* [WHAT NEEDS TO BE DONE]:
Please carry on the text about commodity trade finance below, starting right after its last sentence.

* [EXTRACTED TEXT]:
━━━

The global commodity trade finance landscape has never been more interesting than it is today with several major themes permeating the discussions throughout the event.
In light of this event, I took a dive in to examine several of the key topics that frame the rapidly changing global trade environment.
Firstly, the Russia-Ukraine conflict is shaking the world.
This is a devastating humanitarian crisis that has torn so many lives apart in just a few months.
The conflict has caused so many to suffer and our first and foremost concern when discussing it should be human life.
That being said, the conflict and ensuing sanctions have also had a huge impact on global commodity markets.
Together, the two countries supply more than one-quarter of the world’s wheat, with the conflict threatening food shortages
Experts at London’s Commodity Trading Week 2022 highlighted that the world has 90 days until the threat of a global food crisis could manifest.
Russia is also the world’s 3rd largest oil producer and with global sanctions against the country increasing by the week, it now looks like we’ll be settling at $100 crude for 2022, with its global benchmark Brent up 40% from the 2021 average.
To fully understand commodity trade finance as it stands today it is critical to also understand the broader macroeconomic situation.
Trade flows have slowly rebounded, almost to pre-pandemic levels according to the World Trade Organization (WTO), although many experts argue that this growth can be attributed more to rising prices for commodities like oil, coffee, wheat and liquid natural gas (LNG), rather than actual volume increases.

━━━

[Items from a data source]
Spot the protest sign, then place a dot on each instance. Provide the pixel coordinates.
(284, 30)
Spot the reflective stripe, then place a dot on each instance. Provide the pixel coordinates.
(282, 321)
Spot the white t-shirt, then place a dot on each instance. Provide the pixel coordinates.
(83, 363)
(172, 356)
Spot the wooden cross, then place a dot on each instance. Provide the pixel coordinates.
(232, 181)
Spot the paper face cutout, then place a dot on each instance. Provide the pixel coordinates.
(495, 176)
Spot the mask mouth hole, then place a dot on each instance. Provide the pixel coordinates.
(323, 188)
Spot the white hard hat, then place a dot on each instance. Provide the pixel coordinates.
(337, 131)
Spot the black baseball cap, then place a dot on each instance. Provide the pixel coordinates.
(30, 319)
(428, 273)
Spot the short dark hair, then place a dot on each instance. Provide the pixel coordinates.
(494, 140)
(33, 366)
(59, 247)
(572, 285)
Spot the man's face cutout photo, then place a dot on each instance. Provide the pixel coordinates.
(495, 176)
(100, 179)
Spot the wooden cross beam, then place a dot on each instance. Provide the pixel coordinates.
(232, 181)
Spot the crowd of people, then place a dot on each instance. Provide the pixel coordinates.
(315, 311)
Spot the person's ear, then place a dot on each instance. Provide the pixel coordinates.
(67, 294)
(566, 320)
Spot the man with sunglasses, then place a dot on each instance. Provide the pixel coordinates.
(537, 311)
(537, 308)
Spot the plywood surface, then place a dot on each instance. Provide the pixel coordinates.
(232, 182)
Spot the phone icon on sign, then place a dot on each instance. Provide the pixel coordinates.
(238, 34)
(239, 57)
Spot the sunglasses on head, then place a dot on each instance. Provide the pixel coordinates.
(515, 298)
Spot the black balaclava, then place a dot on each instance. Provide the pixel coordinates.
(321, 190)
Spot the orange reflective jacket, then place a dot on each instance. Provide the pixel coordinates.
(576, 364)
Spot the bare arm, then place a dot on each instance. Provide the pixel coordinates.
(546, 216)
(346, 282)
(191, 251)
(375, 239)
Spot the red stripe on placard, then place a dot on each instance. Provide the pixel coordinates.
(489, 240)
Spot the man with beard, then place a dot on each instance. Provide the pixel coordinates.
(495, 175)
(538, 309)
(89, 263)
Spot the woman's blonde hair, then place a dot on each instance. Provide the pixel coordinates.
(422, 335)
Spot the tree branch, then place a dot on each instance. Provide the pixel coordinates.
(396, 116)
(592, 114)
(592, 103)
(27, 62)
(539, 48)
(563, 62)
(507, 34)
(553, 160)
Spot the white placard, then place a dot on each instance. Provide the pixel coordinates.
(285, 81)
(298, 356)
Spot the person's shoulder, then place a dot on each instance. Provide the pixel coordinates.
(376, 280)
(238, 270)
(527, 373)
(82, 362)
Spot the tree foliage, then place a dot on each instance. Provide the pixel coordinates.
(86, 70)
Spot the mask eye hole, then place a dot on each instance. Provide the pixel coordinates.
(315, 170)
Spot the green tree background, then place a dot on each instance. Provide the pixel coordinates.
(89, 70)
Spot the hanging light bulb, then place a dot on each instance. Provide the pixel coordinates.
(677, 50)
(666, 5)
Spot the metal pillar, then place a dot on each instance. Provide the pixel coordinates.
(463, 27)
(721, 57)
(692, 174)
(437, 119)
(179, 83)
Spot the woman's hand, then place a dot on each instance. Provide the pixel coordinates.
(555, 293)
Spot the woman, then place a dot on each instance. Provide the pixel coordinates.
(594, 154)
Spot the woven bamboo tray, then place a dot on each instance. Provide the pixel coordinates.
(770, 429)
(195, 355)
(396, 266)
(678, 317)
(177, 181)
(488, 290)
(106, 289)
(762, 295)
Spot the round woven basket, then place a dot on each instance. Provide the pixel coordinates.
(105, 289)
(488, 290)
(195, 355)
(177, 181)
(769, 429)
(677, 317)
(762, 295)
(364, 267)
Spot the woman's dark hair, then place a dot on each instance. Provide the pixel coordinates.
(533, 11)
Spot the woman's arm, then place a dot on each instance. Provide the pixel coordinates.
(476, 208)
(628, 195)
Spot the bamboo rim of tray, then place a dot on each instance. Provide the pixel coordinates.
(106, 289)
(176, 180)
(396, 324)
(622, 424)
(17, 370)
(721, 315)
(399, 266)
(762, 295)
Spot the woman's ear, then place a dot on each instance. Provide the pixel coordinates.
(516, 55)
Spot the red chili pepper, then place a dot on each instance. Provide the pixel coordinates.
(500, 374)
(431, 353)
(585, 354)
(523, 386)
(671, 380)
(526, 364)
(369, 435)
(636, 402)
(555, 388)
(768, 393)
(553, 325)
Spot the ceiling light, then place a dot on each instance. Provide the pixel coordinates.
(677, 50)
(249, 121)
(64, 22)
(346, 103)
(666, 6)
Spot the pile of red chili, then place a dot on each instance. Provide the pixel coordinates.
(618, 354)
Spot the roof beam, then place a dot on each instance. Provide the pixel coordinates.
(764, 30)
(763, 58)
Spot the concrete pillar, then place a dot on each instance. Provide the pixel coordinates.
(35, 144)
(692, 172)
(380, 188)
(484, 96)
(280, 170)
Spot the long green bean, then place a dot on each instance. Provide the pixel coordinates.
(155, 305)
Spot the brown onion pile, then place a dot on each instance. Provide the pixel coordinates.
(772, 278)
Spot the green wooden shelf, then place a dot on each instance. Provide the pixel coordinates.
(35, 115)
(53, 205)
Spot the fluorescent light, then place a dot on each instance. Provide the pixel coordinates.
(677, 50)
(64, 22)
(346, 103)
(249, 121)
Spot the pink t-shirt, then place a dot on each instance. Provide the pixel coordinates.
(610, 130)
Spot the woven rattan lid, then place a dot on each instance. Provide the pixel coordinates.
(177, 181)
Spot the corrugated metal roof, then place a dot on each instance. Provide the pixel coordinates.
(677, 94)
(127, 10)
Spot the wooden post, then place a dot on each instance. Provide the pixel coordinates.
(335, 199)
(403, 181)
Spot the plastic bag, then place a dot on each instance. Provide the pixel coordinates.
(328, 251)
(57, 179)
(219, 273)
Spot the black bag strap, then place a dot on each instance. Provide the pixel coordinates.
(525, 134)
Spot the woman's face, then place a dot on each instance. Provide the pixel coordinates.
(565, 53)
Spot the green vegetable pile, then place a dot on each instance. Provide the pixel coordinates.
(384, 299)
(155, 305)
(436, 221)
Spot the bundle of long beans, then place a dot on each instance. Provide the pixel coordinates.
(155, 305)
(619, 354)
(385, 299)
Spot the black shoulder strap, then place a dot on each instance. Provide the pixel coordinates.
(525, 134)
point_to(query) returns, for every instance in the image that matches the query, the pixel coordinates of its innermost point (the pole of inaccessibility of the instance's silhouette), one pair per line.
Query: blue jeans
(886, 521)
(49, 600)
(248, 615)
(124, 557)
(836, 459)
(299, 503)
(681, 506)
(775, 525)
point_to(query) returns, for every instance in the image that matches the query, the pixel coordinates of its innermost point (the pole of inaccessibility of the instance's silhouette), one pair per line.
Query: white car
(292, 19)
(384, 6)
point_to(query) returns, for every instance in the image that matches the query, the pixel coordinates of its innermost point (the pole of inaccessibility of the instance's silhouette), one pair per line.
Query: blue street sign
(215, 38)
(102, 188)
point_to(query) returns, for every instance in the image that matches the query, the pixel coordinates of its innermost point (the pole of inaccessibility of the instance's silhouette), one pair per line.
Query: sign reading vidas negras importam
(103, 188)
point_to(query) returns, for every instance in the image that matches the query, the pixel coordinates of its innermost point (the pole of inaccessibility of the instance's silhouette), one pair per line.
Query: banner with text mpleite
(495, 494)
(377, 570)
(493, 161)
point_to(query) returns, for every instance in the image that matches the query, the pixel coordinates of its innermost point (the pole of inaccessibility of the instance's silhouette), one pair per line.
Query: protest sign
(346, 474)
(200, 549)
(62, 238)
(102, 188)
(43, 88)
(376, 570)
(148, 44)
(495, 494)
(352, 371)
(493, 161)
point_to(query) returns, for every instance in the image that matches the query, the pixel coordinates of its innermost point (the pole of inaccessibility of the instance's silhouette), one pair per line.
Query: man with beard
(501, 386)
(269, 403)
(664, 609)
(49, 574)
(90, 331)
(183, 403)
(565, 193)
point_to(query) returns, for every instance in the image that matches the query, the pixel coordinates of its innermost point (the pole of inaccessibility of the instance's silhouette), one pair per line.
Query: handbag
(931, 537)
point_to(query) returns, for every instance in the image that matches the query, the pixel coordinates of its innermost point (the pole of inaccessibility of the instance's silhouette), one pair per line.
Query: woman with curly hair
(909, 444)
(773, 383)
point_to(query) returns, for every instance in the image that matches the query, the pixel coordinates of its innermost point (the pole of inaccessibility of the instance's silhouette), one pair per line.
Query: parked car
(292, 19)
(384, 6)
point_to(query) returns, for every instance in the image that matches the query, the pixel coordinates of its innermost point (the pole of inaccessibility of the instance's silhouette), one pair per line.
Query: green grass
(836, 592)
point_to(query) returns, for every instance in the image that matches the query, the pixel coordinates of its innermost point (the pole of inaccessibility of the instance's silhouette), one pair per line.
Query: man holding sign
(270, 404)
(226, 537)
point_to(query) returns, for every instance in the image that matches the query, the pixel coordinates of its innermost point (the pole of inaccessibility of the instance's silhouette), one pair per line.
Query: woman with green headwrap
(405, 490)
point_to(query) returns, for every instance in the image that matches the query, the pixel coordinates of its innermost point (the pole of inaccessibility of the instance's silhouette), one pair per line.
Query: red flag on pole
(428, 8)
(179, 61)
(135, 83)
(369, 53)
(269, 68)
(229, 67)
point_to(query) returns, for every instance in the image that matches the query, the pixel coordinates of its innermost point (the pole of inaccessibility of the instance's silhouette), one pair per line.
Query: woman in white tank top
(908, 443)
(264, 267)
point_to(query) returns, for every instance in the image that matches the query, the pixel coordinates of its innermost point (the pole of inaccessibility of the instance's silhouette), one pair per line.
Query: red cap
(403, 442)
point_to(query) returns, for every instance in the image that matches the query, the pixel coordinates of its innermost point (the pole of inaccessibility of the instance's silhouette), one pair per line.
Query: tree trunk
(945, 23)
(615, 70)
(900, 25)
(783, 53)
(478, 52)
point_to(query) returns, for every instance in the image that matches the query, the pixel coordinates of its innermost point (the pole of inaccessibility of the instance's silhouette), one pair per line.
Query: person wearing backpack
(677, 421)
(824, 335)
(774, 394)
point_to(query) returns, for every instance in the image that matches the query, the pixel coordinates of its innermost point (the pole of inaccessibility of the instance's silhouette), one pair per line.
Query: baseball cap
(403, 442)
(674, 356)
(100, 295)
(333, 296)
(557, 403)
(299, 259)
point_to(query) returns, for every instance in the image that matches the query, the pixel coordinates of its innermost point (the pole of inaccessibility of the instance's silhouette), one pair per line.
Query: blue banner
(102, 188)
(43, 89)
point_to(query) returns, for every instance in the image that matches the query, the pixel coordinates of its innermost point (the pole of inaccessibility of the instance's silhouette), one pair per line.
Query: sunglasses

━━━

* [RESPONSE]:
The International Monetary Fund (IMF) estimates that global economic growth forecasts will decline by 0.5 percentage points if current commodity prices remain at these hyper-elevated levels.
The commodities rollercoaster has also been hit by soaring levels of inflation in the post-pandemic environment and nearly half of attendees at CTW 2022 believe that the current supercycle will last 2 years or more.
This is, in part, due to unprecedented levels of financial support from governments, but also due to the high cost of manufactured goods and soaring wages, which have left producers and traders scrambling for liquidity.
Supply chain disruptions from the pandemic and the conflict in Ukraine are causing many firms to reduce their reliance on globalised supply chains, preferring instead to focus on a handful of nearby spheres of influence and trading blocs.
The anti-globalisation rhetoric and narrative around prospering via regional trade blocs are quite scary, and there is lots of commentary suggesting that splitting the world up into three or four trading blocs will make the world a poorer place.
The next major theme in commodity trade finance is digitalisation.
This shift to digital trade will evoke the entire rethinking of trade and supply chains, as well as financing mechanisms to make trade and trade finance easier.
With 28.5 billion paper documents generated each year from global trade, there’s so much work to be done to connect the dots and make trade finance a one-click process.
Innovative technological tools and platforms are revolutionising the way that trade is conducted but bring in a host of new challenges that we must contend with.
Interoperability concerns, legal challenges, and (still) a lack of standardisation are a few of these.
Hopefully, with the help of real regulatory reform such as the adoption of UNCITRAL MLETR into English law, as well as robust partnerships, we will be able to put these issues behind us and enjoy the full promise of trade digitalisation.
Access to commodity trade finance
Another important theme in the current climate is access to commodity trade finance.
Banks have reduced their risk appetite into commodity finance following colossal frauds in Dubai and Singapore over the past three years.
This is a trend that started even before the pandemic.
Operating in this low margin, high volume environment once seemed profitable and lucrative.
There’s also the somewhat tarnished reputation following the collapse of Greensill Capital in the United Kingdom and Australia.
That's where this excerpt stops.